Exercise brief
Copy each line of the listing below where the word "railing" turns up.

Records for this task
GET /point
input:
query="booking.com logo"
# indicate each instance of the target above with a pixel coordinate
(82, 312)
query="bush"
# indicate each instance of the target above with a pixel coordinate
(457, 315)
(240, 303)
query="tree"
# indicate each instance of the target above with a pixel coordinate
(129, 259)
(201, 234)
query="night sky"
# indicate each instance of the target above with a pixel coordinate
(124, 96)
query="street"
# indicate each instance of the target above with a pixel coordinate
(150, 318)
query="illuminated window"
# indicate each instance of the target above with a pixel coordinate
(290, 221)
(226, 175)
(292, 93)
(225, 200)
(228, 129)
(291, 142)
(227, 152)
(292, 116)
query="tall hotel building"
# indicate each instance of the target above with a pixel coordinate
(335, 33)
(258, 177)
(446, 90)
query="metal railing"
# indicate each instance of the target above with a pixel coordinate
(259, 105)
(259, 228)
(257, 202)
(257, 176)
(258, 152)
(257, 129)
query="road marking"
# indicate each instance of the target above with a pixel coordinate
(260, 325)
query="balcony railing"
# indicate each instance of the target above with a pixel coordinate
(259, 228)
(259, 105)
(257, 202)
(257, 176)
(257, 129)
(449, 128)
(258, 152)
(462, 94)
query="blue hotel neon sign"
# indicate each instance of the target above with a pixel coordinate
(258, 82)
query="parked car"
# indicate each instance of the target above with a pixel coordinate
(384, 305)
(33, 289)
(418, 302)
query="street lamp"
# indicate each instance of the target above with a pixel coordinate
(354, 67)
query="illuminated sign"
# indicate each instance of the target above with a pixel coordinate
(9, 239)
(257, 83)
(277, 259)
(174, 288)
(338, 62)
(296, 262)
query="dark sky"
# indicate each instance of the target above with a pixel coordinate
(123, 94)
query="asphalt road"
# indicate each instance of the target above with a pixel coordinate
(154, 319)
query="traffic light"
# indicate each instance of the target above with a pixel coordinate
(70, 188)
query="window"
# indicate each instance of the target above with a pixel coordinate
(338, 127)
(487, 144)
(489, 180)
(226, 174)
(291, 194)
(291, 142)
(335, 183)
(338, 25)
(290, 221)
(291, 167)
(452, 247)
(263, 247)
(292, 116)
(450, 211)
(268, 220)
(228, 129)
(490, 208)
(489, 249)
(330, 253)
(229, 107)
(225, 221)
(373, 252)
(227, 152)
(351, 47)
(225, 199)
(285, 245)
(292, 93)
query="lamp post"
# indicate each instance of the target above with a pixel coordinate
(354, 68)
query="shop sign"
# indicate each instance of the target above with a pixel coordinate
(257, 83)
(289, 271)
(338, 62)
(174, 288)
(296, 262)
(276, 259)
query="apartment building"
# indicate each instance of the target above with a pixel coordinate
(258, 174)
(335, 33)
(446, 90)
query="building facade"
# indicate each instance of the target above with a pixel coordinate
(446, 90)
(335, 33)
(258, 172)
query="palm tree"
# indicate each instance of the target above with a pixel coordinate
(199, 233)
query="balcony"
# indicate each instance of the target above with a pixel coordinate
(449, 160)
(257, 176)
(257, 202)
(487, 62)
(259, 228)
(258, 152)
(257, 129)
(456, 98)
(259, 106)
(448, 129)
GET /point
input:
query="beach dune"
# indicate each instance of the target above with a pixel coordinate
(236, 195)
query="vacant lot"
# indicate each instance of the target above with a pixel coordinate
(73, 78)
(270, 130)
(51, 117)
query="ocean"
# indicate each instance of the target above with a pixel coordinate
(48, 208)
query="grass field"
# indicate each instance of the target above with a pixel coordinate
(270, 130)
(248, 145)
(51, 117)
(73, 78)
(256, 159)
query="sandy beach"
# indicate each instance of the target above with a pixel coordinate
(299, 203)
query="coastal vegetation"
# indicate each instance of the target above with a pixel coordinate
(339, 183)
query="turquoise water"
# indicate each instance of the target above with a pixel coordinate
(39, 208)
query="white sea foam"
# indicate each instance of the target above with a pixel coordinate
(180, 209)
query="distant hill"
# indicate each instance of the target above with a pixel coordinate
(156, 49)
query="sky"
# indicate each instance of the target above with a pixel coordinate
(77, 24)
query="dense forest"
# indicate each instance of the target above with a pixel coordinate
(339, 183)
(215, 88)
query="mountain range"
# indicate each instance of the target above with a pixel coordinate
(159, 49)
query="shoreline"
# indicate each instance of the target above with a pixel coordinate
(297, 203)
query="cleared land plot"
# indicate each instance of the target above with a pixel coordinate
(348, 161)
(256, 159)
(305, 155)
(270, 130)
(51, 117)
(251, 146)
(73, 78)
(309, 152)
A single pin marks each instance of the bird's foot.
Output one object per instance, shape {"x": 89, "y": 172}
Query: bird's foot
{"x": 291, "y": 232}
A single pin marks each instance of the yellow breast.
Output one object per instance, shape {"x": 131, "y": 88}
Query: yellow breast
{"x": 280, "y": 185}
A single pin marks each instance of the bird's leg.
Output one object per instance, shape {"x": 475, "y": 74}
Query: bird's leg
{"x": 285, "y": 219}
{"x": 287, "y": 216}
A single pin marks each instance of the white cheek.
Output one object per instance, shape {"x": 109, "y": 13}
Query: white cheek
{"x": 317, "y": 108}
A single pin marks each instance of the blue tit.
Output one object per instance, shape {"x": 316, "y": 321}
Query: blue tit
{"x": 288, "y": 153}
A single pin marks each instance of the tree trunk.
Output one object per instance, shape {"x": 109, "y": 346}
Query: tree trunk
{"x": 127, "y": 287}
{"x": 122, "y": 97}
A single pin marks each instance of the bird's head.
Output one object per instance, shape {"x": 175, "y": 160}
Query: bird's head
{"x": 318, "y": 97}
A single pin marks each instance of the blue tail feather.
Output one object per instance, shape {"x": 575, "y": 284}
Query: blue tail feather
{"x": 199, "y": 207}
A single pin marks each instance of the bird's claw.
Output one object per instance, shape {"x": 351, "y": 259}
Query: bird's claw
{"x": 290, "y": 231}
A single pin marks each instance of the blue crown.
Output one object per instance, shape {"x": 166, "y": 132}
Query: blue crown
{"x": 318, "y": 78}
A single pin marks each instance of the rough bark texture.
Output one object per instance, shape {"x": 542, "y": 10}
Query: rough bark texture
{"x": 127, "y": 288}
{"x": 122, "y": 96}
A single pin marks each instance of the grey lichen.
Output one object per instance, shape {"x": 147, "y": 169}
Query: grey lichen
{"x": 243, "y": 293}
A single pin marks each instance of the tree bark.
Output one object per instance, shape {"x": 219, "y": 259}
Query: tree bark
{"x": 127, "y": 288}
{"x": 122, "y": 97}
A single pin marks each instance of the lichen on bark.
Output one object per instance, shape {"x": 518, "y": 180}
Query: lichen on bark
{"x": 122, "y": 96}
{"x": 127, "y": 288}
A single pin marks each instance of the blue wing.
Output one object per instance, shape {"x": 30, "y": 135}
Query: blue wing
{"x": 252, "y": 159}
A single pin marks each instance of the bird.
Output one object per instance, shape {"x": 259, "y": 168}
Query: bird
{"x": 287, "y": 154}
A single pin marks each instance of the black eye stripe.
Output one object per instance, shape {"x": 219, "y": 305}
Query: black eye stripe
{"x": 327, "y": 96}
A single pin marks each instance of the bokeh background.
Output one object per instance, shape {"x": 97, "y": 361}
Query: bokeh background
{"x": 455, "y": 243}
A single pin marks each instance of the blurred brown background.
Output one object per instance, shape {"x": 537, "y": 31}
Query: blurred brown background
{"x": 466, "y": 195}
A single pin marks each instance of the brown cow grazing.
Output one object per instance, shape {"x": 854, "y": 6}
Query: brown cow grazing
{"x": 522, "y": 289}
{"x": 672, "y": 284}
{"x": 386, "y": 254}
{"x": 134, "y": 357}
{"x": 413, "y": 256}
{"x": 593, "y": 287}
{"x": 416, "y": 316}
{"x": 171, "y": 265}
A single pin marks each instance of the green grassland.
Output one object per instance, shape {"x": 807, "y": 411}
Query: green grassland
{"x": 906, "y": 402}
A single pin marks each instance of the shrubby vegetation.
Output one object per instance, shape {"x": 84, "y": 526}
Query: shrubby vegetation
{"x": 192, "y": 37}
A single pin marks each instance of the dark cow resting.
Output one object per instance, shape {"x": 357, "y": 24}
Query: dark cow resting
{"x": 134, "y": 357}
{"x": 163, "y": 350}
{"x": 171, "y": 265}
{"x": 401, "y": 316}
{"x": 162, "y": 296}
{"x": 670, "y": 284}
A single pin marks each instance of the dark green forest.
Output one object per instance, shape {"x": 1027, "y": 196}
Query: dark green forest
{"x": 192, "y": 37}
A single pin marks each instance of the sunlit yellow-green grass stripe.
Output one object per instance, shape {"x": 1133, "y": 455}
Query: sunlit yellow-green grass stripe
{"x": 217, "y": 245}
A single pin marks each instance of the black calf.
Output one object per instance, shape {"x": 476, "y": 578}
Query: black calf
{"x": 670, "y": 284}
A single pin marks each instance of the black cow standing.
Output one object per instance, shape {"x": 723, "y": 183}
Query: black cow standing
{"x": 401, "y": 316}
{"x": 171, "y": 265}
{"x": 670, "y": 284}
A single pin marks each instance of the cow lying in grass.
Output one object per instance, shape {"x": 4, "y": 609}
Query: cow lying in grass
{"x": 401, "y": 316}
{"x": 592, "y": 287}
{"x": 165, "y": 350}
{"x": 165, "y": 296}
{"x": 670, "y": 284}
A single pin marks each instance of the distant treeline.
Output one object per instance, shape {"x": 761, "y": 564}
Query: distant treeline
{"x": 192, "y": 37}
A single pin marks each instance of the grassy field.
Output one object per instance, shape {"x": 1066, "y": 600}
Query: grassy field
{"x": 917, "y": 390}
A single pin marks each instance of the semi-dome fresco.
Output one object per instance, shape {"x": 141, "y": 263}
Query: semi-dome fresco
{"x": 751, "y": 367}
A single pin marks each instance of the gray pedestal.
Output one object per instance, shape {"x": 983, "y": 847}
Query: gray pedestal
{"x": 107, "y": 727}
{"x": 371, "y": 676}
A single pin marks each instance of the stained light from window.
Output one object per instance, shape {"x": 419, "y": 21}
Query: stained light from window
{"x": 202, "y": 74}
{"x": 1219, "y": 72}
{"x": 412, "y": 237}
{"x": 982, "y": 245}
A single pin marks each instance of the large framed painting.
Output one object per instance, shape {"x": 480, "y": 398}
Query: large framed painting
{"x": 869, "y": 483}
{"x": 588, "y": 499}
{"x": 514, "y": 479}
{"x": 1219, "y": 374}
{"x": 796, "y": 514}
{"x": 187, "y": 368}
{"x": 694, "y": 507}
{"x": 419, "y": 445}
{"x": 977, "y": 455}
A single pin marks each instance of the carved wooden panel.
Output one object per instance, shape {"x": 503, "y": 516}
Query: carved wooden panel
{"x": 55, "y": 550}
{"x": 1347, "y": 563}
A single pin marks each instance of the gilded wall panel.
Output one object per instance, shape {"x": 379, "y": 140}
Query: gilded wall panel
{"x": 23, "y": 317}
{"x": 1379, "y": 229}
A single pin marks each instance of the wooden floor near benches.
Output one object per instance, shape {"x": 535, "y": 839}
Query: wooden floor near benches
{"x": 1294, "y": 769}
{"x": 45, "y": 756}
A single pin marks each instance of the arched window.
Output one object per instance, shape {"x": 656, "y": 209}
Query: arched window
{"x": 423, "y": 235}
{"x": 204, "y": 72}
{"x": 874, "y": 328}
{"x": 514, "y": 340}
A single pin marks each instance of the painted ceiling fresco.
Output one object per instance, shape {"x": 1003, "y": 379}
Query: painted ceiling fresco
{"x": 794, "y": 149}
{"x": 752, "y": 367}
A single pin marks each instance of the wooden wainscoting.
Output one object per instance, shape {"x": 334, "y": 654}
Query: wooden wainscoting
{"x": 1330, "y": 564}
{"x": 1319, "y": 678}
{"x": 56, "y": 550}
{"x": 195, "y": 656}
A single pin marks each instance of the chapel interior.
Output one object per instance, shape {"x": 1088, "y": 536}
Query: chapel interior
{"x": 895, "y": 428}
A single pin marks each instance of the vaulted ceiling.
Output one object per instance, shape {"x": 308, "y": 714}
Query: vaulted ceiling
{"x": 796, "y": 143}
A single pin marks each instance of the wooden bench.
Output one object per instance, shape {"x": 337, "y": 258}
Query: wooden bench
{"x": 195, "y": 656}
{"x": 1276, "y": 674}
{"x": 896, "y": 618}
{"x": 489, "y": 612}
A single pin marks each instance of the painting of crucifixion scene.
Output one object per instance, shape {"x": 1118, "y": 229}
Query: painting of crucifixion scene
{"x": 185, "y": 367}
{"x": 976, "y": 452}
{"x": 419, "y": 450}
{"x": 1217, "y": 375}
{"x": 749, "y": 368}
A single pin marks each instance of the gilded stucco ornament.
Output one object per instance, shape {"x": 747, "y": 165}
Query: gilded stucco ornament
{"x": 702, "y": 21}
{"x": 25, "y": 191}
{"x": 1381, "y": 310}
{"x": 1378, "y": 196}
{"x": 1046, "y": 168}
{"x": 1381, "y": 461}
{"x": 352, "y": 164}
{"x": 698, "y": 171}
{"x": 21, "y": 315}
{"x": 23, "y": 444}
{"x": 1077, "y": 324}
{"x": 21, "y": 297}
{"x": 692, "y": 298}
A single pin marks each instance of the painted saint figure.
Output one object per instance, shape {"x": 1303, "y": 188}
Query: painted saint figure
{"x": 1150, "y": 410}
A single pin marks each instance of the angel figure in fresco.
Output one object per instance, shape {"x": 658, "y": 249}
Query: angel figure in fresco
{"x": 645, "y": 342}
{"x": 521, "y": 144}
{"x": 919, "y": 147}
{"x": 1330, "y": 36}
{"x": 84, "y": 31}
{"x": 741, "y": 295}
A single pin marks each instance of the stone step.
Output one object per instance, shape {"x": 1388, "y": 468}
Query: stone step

Exercise answer
query="metal railing"
query="balcony railing"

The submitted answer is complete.